## [Problema posto A]
Raccogli tutte le righe dei record che contengono la stringa "neckline", tenendo conto di maiuscole e minuscole.

## [Estratto della pagina]
Di tanto in tanto accade che alcuni termini escano dal circuito dei specialisti e finiscano per diventare di uso comune: dalla improvvisa popolarità delle “strambate” ai tempi del Moro di Venezia che furoreggiava in Coppa America alla “tracimazione” in Valtellina di qualche anno più tardi, per arrivare in tempi più recenti ai “cani molecolari” indispensabili per tracciare il percorso di uno scomparso dove mancano le telecamere di sorveglianza e alla “biscaggina” che un capitano – poco coraggioso – avrebbe dovuto risalire …

Sfizi, giochi di comunicazione utilizzati dalla stampa per dare colore ad alcune notizie o anche semplicemente per cercare una sintonia, un filo comune, con il lettore; nulla di male in questo. Purtroppo però in questi ultimi tempi stiamo subendo un vero bombardamento di termini presi a prestito dai libri di economia e dal mondo bancario che finiscono unicamente per farci sentire, come persone e come Paese, sempre più poveri e spossati.

## [Problema posto B]
Prosegui il brano sui termini specialistici diventati di uso comune, ripartendo subito dopo la sua ultima frase.

## [Record grezzi]

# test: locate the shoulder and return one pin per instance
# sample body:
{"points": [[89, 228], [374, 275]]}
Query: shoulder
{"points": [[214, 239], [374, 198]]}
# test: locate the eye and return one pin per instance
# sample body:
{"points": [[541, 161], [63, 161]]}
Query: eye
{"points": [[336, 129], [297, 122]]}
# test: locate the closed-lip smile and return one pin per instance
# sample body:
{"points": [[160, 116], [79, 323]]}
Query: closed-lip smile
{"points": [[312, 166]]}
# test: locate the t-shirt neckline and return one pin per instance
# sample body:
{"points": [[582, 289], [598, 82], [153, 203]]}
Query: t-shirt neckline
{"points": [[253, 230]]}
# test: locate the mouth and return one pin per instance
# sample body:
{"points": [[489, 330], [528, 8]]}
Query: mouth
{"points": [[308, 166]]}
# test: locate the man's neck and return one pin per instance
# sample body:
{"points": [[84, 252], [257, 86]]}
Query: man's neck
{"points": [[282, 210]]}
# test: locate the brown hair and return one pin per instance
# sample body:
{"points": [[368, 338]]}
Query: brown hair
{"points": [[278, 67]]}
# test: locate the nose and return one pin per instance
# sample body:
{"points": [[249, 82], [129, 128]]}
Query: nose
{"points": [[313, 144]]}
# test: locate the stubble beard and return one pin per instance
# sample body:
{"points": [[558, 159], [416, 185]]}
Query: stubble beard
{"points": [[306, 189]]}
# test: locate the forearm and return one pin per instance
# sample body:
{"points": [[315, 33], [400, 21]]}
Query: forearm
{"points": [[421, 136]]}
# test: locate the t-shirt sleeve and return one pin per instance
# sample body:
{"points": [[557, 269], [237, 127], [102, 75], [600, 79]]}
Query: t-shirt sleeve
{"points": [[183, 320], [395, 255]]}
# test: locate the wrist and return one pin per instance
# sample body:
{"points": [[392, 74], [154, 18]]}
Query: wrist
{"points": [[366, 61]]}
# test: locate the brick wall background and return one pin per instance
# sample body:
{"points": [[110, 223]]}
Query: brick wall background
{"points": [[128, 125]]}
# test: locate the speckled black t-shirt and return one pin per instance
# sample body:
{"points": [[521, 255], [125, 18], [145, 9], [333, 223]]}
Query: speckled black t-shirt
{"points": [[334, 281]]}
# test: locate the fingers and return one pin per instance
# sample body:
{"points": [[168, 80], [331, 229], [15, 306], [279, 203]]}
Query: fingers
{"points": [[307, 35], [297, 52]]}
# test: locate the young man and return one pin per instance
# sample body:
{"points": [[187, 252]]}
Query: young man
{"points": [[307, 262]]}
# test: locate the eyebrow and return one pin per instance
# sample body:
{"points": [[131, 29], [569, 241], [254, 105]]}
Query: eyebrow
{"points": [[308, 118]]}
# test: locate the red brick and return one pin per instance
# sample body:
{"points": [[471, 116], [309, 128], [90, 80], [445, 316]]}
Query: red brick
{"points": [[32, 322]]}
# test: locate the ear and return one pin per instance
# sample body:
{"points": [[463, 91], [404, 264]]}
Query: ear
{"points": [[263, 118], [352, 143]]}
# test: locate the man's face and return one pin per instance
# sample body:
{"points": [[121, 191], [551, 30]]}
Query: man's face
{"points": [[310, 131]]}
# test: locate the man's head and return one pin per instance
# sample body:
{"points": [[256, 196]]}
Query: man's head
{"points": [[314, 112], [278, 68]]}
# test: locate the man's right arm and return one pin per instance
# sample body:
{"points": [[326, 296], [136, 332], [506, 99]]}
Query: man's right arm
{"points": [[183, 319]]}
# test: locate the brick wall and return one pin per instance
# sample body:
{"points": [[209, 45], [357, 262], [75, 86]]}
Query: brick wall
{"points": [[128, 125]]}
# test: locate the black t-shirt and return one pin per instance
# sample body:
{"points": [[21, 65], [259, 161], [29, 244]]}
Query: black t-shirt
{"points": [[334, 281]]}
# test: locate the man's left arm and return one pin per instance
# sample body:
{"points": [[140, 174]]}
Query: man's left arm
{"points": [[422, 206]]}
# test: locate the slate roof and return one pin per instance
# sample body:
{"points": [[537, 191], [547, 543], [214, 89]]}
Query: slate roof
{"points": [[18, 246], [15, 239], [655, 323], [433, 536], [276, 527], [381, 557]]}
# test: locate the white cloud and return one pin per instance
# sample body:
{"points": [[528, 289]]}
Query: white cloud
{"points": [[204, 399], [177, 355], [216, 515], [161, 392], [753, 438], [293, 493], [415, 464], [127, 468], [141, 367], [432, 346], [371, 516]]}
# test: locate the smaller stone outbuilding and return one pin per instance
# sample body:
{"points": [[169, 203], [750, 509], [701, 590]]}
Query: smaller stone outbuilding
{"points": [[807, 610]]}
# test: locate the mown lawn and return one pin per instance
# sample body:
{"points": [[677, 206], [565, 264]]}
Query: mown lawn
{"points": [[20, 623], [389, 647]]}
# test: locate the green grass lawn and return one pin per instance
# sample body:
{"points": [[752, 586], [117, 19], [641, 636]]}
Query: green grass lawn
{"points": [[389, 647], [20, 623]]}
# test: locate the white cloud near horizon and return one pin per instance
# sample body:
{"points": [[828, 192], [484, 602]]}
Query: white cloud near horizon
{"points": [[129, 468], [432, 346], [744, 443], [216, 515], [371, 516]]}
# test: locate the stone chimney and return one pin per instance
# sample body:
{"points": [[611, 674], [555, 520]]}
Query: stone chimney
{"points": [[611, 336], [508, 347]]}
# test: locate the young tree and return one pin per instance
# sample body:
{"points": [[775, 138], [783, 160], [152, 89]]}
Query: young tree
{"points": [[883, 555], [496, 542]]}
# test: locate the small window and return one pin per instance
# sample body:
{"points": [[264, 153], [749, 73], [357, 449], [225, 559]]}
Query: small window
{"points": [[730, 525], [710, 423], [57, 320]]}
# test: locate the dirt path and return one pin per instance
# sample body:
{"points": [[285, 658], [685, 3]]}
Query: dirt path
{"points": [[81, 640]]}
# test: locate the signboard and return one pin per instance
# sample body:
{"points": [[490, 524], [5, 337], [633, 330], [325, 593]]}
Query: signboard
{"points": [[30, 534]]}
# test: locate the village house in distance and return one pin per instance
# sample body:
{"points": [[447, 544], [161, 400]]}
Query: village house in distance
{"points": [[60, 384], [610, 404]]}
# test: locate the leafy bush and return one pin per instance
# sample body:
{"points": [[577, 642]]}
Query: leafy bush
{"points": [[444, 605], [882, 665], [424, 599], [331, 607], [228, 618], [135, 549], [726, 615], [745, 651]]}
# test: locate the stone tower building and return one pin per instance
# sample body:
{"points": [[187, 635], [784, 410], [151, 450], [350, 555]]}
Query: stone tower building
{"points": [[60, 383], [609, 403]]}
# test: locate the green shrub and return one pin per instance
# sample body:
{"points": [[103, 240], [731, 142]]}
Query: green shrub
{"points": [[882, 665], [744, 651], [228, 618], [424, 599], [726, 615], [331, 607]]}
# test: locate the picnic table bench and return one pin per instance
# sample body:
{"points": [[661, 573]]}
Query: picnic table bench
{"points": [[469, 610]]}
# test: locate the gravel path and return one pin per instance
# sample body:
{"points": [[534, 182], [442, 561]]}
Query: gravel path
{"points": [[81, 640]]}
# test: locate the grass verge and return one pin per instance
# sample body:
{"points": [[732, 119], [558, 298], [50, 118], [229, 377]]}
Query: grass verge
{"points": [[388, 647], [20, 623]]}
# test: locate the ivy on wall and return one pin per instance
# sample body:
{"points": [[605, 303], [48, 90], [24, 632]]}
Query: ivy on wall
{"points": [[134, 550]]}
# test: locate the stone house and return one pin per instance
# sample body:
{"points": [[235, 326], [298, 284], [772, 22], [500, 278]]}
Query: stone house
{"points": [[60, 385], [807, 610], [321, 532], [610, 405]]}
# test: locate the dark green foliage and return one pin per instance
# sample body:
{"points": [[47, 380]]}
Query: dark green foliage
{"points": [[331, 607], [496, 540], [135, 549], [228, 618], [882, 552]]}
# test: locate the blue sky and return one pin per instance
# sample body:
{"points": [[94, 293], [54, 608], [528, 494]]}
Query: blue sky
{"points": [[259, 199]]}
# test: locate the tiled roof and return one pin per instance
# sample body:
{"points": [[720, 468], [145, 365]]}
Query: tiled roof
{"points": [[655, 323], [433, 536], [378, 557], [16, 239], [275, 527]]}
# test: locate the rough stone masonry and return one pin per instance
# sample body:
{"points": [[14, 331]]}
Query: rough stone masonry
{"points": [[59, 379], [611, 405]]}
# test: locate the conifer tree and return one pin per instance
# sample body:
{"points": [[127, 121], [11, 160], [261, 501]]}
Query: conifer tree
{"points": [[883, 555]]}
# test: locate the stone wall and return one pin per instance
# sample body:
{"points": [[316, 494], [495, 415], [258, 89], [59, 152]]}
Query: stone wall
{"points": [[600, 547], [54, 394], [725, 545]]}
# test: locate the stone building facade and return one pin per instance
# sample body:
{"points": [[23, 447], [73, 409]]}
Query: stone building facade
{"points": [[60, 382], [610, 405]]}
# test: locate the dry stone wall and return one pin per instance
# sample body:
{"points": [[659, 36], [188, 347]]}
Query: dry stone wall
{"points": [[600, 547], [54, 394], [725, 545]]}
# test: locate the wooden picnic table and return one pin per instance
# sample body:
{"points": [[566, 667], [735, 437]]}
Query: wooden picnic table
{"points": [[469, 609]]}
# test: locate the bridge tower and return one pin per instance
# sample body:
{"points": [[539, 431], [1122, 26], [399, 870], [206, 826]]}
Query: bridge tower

## [Risultato esercizio A]
# test: locate the t-shirt neckline and return one pin per instance
Query: t-shirt neckline

## [Risultato esercizio B]
Dopo lo Spread e la Recessione arriva ora la Deflazione a colpirci e ad affossare le timide speranze di una ripresa. E potrebbe addirittura presentarsi a breve, forse con i primi freddi, la Stagflazione (ancora più mostruosa con i suoi prezzi al rialzo a fronte di consumi a picco) a distruggerci definitivamente.

Ma questi sono i tempi: Angela Merkel non esiterà a ri-chiamare Mario Draghi – anche ammesso che sia stato lui a farlo per primo lo scorso fine settimana – ogniqualvolta abbia la sensazione di un allentamento della attenzione sui conti pubblici e tema appunto che una maggiore immissione di risorse senza una reale crescita possa appunto portare a un aumento dei prezzi nonostante l’assenza di dinamismo economico e occupazione.

Forse bisognerà farsene una ragione e cercare semmai di cogliere qualche opportunità per il Cinema che più di altri mercati ha la concreta possibilità di fronteggiare la difficile congiuntura economica.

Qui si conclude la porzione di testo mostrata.